> Recorded data

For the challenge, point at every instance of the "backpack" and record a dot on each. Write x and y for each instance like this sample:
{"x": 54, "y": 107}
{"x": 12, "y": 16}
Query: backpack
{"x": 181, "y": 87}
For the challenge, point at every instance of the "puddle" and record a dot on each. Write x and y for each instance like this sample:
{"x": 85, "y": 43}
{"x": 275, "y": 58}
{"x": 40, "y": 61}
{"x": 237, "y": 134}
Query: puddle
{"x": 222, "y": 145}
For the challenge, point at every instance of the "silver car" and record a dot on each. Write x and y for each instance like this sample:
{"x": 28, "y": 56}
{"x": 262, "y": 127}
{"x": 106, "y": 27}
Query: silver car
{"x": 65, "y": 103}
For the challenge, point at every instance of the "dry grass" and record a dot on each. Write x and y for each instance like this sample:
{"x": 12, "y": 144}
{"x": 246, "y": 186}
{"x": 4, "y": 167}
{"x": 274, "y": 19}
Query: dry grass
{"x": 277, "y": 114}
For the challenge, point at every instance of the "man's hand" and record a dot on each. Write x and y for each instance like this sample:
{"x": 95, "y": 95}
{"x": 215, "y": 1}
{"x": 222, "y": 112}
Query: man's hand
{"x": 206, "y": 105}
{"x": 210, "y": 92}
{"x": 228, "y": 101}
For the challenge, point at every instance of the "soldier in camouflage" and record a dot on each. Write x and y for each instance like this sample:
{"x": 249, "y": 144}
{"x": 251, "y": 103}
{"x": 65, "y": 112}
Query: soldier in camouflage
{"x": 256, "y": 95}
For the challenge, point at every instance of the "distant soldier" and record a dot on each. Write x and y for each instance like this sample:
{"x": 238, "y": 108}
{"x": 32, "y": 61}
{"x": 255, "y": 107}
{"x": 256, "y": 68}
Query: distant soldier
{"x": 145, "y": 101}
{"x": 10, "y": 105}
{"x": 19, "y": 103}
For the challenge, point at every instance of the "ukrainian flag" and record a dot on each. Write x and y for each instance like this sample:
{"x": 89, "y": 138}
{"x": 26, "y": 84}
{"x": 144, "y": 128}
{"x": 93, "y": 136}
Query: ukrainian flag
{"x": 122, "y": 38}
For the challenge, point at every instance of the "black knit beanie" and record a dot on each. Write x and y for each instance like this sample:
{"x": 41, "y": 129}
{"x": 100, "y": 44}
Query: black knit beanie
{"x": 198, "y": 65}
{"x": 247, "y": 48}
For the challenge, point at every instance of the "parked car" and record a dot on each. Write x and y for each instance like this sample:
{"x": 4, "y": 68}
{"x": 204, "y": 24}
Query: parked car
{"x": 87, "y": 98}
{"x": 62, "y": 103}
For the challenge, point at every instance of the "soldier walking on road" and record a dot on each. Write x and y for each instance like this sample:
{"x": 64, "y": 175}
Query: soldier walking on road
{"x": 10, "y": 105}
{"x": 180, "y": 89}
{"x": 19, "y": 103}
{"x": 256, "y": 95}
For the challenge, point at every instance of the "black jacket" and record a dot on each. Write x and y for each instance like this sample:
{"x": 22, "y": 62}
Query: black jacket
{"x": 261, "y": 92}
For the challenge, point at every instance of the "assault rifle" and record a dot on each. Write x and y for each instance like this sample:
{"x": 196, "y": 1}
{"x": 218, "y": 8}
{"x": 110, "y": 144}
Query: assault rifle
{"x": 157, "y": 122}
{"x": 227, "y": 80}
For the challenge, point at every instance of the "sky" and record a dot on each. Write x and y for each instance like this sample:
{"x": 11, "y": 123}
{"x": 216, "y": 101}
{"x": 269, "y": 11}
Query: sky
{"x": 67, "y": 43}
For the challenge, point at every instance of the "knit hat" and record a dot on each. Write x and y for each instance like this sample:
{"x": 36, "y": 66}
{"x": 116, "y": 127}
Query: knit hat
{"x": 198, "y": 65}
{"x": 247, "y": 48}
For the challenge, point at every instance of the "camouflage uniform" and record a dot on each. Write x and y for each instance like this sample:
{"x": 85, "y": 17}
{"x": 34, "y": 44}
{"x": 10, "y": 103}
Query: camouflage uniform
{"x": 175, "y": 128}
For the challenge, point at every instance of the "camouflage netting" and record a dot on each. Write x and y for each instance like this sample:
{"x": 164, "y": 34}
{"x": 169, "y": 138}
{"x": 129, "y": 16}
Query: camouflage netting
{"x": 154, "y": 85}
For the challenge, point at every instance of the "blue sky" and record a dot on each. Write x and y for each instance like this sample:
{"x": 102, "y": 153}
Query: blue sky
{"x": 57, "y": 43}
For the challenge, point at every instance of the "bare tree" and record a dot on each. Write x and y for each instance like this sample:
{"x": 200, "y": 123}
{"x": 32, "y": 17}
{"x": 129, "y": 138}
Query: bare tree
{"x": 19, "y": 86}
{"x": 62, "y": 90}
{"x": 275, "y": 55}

> Problem
Go through the data above and transcribe every entry exactly.

> Your solution
For the challenge, point at every instance of the "backpack" and record a dot on each. Write x and y for each instance like this sample:
{"x": 54, "y": 107}
{"x": 12, "y": 16}
Query: backpack
{"x": 181, "y": 87}
For the challenge, point at every instance of the "puddle" and record a dot on each. Write x and y for each instance like this sample:
{"x": 85, "y": 43}
{"x": 275, "y": 58}
{"x": 40, "y": 61}
{"x": 237, "y": 134}
Query: puddle
{"x": 222, "y": 145}
For the challenge, point at every instance of the "silver car" and record a dot on each. Write x and y for each instance like this sample:
{"x": 28, "y": 56}
{"x": 262, "y": 127}
{"x": 106, "y": 27}
Query: silver car
{"x": 65, "y": 103}
For the challenge, point at every instance of the "dry grass" and record a dot on each. Write x and y for each instance like this sample:
{"x": 12, "y": 144}
{"x": 246, "y": 186}
{"x": 4, "y": 167}
{"x": 274, "y": 19}
Query: dry grass
{"x": 277, "y": 114}
For the challenge, point at every instance of the "man's hand" and record a dot on each. Write x and y for each instance like this sample:
{"x": 95, "y": 95}
{"x": 215, "y": 1}
{"x": 222, "y": 112}
Query: man's hand
{"x": 206, "y": 105}
{"x": 210, "y": 92}
{"x": 228, "y": 101}
For the challenge, point at every instance of the "soldier in camouflage" and record a dot on each. Write x and y for each instance like this sample:
{"x": 249, "y": 144}
{"x": 251, "y": 103}
{"x": 65, "y": 112}
Query: soldier in camouflage
{"x": 256, "y": 95}
For the challenge, point at every instance of the "distant soldier" and record a dot on each. Write x and y for each instance like this sample:
{"x": 238, "y": 108}
{"x": 32, "y": 61}
{"x": 255, "y": 107}
{"x": 256, "y": 68}
Query: distant soldier
{"x": 145, "y": 101}
{"x": 10, "y": 105}
{"x": 19, "y": 103}
For the challenge, point at every instance of the "ukrainian flag" and record a dot on each. Write x and y for each instance like this sample:
{"x": 89, "y": 138}
{"x": 26, "y": 84}
{"x": 144, "y": 128}
{"x": 93, "y": 136}
Query: ukrainian flag
{"x": 122, "y": 38}
For the challenge, point at every instance of the "black knit beanie" and record a dot on each. Write x and y for each instance like this sample:
{"x": 41, "y": 129}
{"x": 100, "y": 44}
Query: black knit beanie
{"x": 198, "y": 65}
{"x": 247, "y": 48}
For the challenge, point at every instance of the "parked car" and record a dot on each. Write x and y for each instance like this sample:
{"x": 4, "y": 68}
{"x": 204, "y": 24}
Query: parked car
{"x": 87, "y": 98}
{"x": 62, "y": 103}
For the challenge, point at every instance of the "soldier walking on road" and record a dot on each. Write x and y for each instance like this sample:
{"x": 64, "y": 175}
Query: soldier walking on road
{"x": 10, "y": 105}
{"x": 180, "y": 89}
{"x": 19, "y": 103}
{"x": 256, "y": 95}
For the challenge, point at every instance of the "black jacket" and record a dot on each. Write x and y for each instance like this sample:
{"x": 22, "y": 62}
Query: black jacket
{"x": 261, "y": 92}
For the challenge, point at every instance of the "assault rifle" and record a dot on each. Write x and y for each instance like this sample:
{"x": 196, "y": 1}
{"x": 218, "y": 8}
{"x": 110, "y": 144}
Query: assault rifle
{"x": 157, "y": 122}
{"x": 227, "y": 80}
For the challenge, point at every instance of the "sky" and record a dot on each. Write x and y for each instance like this sample:
{"x": 11, "y": 123}
{"x": 216, "y": 101}
{"x": 269, "y": 11}
Query: sky
{"x": 67, "y": 43}
For the challenge, point at every instance of the "knit hat" and record a dot on each. Write x and y for each instance like this sample:
{"x": 36, "y": 66}
{"x": 116, "y": 127}
Query: knit hat
{"x": 198, "y": 65}
{"x": 247, "y": 48}
For the challenge, point at every instance of the "camouflage uniform" and record a dot on each. Write x and y for each instance like this sample:
{"x": 85, "y": 17}
{"x": 34, "y": 44}
{"x": 10, "y": 103}
Query: camouflage uniform
{"x": 175, "y": 128}
For the challenge, point at every instance of the "camouflage netting" and record a dot on each. Write x and y for each instance like this sample:
{"x": 164, "y": 34}
{"x": 169, "y": 138}
{"x": 129, "y": 16}
Query: camouflage netting
{"x": 154, "y": 85}
For the challenge, point at every instance of the "blue sky" and record a dot on each. Write x and y for each instance like this sample:
{"x": 102, "y": 153}
Query: blue sky
{"x": 57, "y": 43}
For the challenge, point at every instance of the "bare tree" and record a dot on each. Write x and y for each instance like this sample:
{"x": 200, "y": 123}
{"x": 32, "y": 17}
{"x": 129, "y": 138}
Query: bare tree
{"x": 19, "y": 86}
{"x": 62, "y": 90}
{"x": 275, "y": 55}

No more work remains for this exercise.